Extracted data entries
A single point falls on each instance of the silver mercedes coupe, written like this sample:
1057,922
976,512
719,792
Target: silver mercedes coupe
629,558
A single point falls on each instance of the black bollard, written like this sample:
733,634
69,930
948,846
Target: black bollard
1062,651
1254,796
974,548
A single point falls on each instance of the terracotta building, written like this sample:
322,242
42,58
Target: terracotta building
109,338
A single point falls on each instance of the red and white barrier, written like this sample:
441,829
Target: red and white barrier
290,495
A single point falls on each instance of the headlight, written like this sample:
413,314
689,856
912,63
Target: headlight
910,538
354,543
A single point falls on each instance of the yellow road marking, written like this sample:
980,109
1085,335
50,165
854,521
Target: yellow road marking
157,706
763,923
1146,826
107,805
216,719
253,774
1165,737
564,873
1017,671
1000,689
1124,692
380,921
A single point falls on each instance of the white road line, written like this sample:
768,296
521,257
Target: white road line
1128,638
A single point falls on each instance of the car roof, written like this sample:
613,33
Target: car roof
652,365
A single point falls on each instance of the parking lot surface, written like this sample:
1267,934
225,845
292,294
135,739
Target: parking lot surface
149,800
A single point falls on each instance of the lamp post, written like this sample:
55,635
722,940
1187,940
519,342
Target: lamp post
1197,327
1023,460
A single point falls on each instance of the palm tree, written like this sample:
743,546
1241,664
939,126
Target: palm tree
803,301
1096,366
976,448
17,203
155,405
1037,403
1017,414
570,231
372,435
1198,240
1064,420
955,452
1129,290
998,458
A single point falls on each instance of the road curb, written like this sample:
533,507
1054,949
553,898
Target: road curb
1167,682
...
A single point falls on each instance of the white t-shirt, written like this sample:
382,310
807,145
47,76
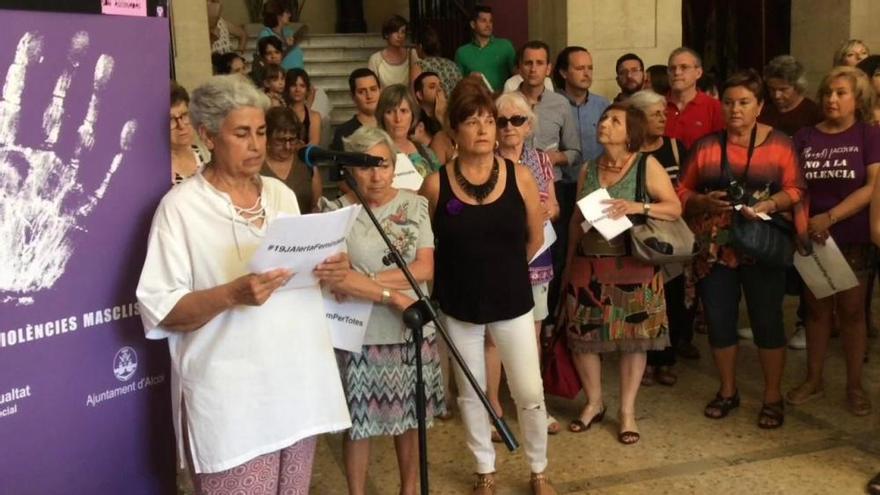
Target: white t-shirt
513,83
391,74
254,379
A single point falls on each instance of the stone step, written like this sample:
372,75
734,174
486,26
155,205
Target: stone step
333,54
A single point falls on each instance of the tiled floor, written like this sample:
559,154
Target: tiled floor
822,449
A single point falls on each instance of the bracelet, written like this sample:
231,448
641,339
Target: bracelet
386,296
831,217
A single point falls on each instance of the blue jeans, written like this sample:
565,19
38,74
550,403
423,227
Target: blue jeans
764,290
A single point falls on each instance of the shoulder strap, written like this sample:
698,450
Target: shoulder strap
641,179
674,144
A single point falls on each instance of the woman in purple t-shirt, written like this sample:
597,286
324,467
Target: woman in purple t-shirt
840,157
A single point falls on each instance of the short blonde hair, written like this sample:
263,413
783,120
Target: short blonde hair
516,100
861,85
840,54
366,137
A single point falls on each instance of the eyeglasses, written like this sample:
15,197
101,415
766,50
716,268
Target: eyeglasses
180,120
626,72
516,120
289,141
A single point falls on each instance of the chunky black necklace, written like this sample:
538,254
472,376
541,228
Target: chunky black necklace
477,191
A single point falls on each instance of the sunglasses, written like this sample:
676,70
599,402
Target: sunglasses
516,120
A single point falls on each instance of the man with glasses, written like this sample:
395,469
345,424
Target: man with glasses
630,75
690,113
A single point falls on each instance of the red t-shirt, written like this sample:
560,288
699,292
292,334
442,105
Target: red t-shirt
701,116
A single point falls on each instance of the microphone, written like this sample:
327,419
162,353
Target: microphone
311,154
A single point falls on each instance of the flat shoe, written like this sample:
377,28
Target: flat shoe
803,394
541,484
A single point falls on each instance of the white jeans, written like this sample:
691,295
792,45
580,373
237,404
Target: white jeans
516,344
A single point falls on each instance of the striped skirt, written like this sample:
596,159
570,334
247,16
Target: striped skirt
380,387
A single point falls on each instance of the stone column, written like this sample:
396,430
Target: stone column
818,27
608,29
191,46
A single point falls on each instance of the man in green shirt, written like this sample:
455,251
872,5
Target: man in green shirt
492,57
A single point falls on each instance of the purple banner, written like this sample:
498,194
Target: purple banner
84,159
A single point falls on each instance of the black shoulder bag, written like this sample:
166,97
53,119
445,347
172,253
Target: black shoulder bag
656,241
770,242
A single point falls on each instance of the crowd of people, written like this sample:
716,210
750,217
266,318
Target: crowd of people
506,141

> **What needs to be done**
Return every line in the records above that contains the string "microphone", matching case exactly.

> **Response**
A single point falls on each instance of the microphone, written like this sample:
Target: microphone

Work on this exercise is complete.